Un blocco di dati
========

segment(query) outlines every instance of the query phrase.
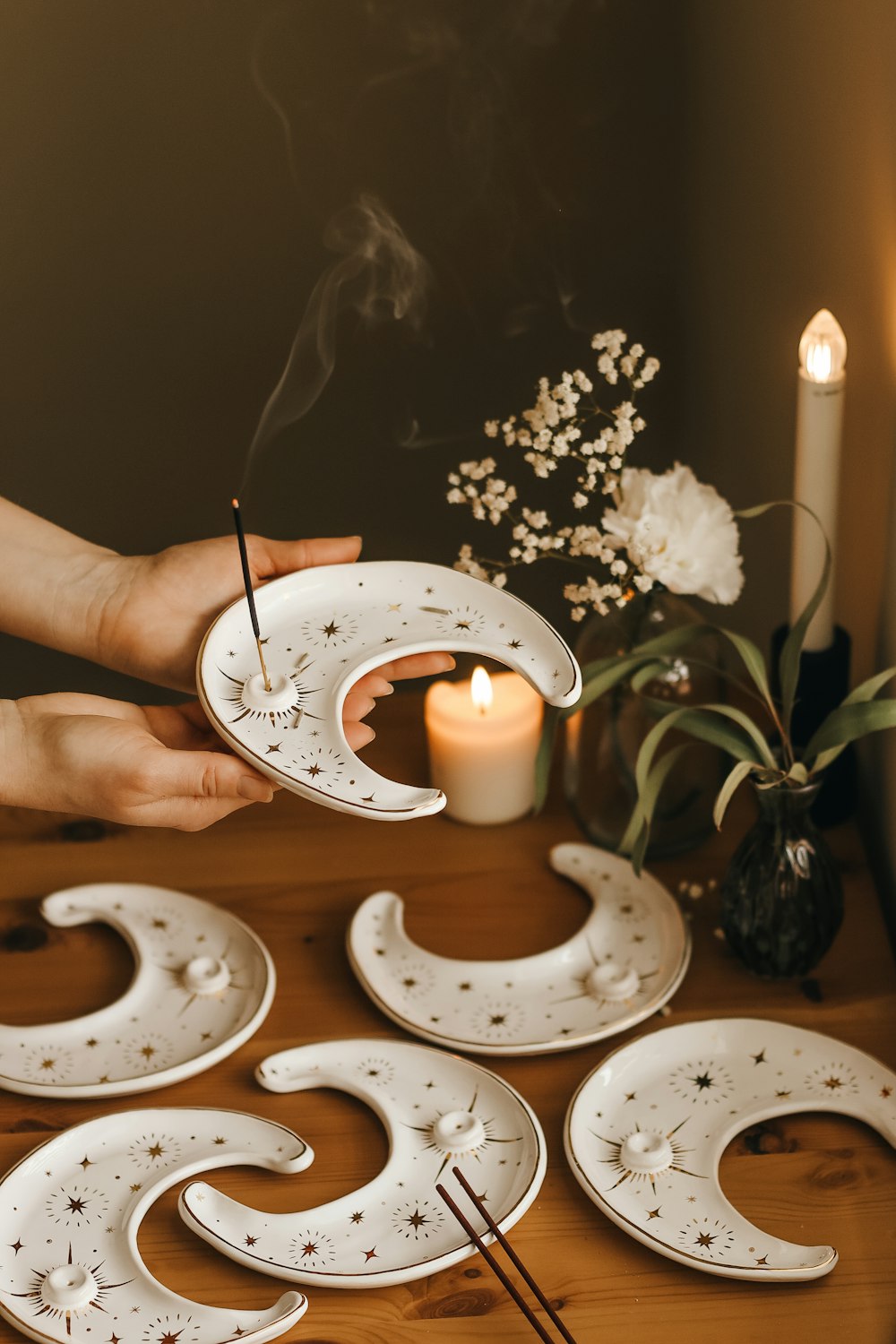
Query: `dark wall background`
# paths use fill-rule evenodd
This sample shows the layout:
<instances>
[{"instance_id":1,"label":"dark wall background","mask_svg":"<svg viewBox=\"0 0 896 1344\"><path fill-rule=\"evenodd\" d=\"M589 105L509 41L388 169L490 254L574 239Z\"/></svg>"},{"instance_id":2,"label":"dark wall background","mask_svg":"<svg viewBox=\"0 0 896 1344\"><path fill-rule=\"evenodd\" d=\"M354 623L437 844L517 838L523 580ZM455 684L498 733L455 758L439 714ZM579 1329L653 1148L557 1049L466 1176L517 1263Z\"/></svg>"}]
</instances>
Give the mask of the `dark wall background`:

========

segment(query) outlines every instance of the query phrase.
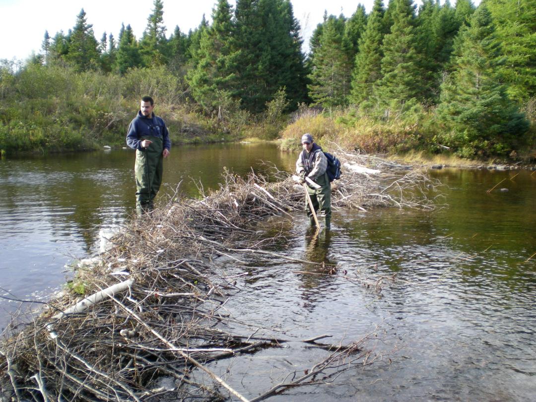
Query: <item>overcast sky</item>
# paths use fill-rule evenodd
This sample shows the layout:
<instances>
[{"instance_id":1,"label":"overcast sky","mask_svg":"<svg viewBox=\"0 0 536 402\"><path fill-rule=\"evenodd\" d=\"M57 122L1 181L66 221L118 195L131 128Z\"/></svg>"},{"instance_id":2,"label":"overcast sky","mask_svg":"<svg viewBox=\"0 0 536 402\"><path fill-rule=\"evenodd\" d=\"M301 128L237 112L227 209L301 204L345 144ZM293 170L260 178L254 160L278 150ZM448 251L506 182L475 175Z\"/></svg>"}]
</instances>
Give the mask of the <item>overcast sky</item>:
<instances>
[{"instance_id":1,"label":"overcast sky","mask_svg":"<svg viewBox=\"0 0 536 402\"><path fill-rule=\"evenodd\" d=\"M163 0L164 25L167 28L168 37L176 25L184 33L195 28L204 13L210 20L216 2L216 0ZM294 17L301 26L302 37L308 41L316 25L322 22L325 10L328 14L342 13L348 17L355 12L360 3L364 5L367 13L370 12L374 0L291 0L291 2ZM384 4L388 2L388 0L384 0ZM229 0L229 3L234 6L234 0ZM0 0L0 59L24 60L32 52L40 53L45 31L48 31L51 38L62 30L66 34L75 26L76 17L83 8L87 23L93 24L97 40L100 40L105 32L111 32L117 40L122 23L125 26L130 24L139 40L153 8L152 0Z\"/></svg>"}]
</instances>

========

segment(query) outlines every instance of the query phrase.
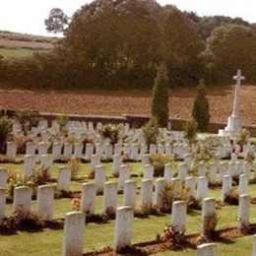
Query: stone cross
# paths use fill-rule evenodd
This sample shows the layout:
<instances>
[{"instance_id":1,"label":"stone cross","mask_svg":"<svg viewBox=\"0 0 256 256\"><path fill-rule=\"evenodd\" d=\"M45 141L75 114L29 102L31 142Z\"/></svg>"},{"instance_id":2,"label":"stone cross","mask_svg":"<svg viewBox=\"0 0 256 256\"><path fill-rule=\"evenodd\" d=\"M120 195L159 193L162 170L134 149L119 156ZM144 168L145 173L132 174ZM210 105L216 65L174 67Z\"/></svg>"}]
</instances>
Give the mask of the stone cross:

========

:: Consegna ::
Elenca ogni riga dei record in cui compare la stringa "cross", distinguendo tra maiuscole e minuscole.

:: Soluzione ::
Query: stone cross
[{"instance_id":1,"label":"stone cross","mask_svg":"<svg viewBox=\"0 0 256 256\"><path fill-rule=\"evenodd\" d=\"M45 141L75 114L29 102L31 142Z\"/></svg>"},{"instance_id":2,"label":"stone cross","mask_svg":"<svg viewBox=\"0 0 256 256\"><path fill-rule=\"evenodd\" d=\"M120 195L159 193L162 170L134 149L119 156ZM144 168L145 173L132 174ZM210 105L216 65L174 67Z\"/></svg>"}]
Give the mask of the stone cross:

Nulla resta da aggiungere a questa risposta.